Output, word for word, everything from "In order to" down to "back to reality." in the excerpt below on Northern Rock and social lending.

------ Page excerpt ------

Billions of pounds of withdrawals later and finally the Government and Bank of England stepped in to guarantee the deposits left in Northern Rock. The whole thing looks rather a mess. The ‘blame-fest’ has only just begun…
The banking industry is now left licking its wounds and trying to move on. But its reputation has suffered a real beating. It was regarded with suspicion by many people before. Now it has even greater issues to address if it is to rebuild customer confidence.
In order to rebuild trust, banks will have to become radically more open and transparent. And this means some of the more exotic and opaque practices – like those that caused Northern Rock’s crisis – may have to be consigned to the City’s bin. This may leave some banks struggling on the road back to reality.
Meanwhile, back at Zopa, the last few weeks have served to shed new light on the appeal of Social Lending. Since we launched we have been proud of the innovative way we have created for people to bypass banks and get a better deal directly from each other. And we have done this by lending responsibly, and not to the sub-prime market. This can be seen from our default levels of below 0.1% across all of our lending.
We have also long been proud of our transparency. From very simple, and low charges, through to letting our members see who they are lending to or borrowing from.
But the last few weeks have also highlighted another key attraction of Zopa’s operation – ‘tangibility’. It is easy to see exactly what is going on. People are borrowing and lending between each other, with Zopa making it much safer and easier to do. There’s no highly paid City Slicker buying and selling futures, derivatives, Bizarre Bonds or whatever to make Zopa happen.
Maybe this clarity and simplicity will be our most attractive feature going forward – along with the great rates, of course.

------ Extracted information ------

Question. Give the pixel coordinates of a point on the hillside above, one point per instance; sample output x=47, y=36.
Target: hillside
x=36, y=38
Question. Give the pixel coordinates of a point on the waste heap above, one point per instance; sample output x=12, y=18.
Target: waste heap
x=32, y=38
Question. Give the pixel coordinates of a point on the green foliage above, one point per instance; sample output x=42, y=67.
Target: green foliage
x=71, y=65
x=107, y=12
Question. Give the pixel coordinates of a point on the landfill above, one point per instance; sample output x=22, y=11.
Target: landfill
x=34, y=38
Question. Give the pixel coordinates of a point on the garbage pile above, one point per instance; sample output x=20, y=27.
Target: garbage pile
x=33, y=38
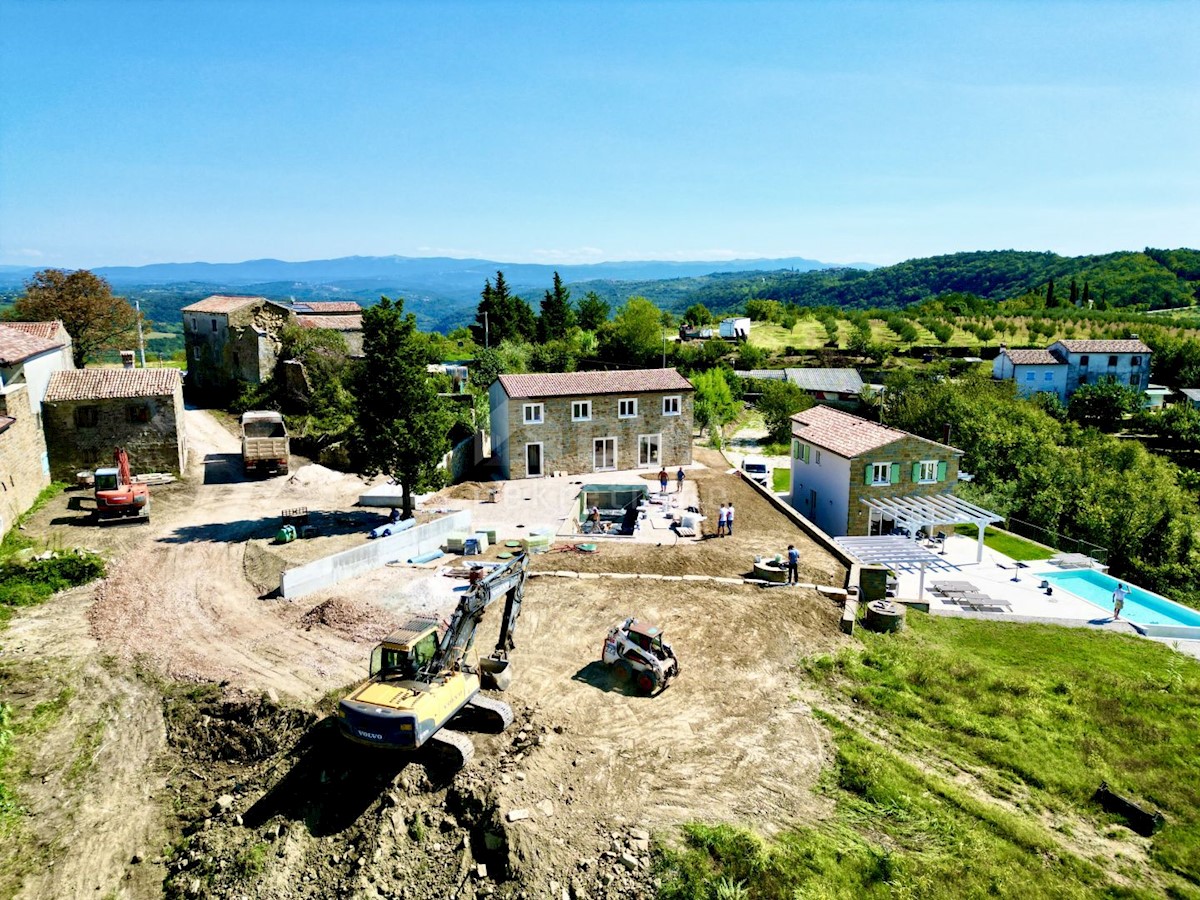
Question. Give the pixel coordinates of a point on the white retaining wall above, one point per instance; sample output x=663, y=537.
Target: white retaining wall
x=331, y=569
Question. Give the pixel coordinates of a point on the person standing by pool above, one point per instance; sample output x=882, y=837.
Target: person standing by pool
x=1119, y=597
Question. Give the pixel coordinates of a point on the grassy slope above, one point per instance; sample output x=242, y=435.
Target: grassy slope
x=967, y=755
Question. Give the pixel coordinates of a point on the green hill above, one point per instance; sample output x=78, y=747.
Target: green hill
x=1151, y=280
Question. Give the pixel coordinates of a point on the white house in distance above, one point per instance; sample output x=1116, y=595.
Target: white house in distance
x=1066, y=365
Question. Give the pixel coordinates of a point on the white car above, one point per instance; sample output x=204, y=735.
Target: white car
x=757, y=469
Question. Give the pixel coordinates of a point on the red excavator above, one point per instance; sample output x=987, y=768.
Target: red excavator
x=118, y=496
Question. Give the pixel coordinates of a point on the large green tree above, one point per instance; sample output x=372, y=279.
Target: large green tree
x=401, y=425
x=84, y=303
x=557, y=316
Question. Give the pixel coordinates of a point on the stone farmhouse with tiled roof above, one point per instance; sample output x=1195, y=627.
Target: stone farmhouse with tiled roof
x=840, y=462
x=591, y=421
x=88, y=412
x=1066, y=365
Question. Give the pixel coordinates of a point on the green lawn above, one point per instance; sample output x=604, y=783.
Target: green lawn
x=966, y=759
x=1008, y=544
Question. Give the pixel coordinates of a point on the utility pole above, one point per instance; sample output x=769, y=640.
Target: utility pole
x=142, y=346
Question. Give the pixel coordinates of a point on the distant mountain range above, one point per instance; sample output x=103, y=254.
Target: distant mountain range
x=442, y=292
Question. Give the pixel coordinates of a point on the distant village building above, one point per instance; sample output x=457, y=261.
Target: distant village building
x=231, y=340
x=591, y=421
x=89, y=412
x=1066, y=365
x=341, y=316
x=841, y=465
x=30, y=352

------

■ Exercise response
In order to rebuild trust, banks will have to become radically more open and transparent. And this means some of the more exotic and opaque practices – like those that caused Northern Rock’s crisis – may have to be consigned to the City’s bin. This may leave some banks struggling on the road back to reality.